Dataset excerpts
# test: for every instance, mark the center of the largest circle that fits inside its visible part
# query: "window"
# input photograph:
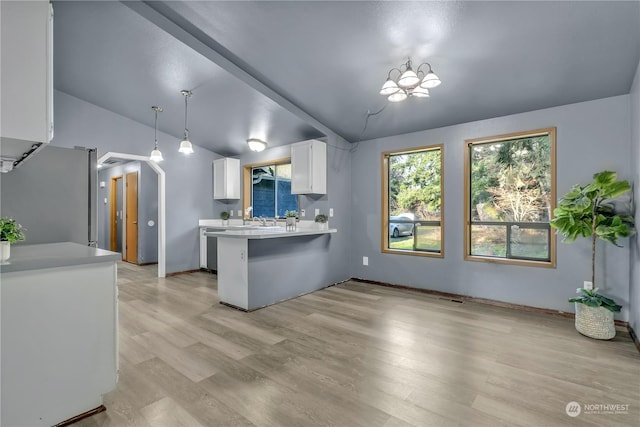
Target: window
(412, 201)
(509, 198)
(267, 188)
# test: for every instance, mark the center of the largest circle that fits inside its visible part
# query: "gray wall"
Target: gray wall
(147, 209)
(188, 178)
(48, 195)
(591, 136)
(634, 274)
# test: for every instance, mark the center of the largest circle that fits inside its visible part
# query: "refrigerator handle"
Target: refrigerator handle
(92, 157)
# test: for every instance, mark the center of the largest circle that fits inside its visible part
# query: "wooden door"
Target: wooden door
(115, 215)
(131, 216)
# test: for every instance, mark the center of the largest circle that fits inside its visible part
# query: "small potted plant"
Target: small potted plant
(10, 232)
(587, 211)
(224, 215)
(321, 221)
(290, 217)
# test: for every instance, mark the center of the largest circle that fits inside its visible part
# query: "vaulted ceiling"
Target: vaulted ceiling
(289, 71)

> [Your instructions]
Keep every word of the records exact as you write them out, but drop the pictures.

> [Response to this task]
# test: for every instance, mark the center of the largest circle that fits inside its visible part
# query: "window"
# input photograph:
Target: window
(412, 201)
(509, 198)
(267, 188)
# test: for every instance, mark the center of the largest circle that fits inside its visible part
# query: "gray wall"
Target: gray wall
(147, 209)
(188, 178)
(48, 195)
(591, 136)
(634, 274)
# test: for every instance, mark the center of the largest circle that fits inside its visible part
# query: "refrigerator handle"
Target: refrigerator handle
(92, 157)
# test: for every instance, mark the center of the largest circle that fits inside its visible part
# query: "wooden door"
Target: wooden door
(115, 215)
(131, 216)
# test: for every instance, mark the center of the largest circle that fits inside its visible part
# query: "small potted plant"
Target: small potted plant
(10, 232)
(587, 211)
(224, 215)
(321, 221)
(290, 217)
# test: for every instance, mark the center of the largest circle that fits inside its visible part
# query: "vaulted ceiling"
Target: vaulted ceiling
(289, 71)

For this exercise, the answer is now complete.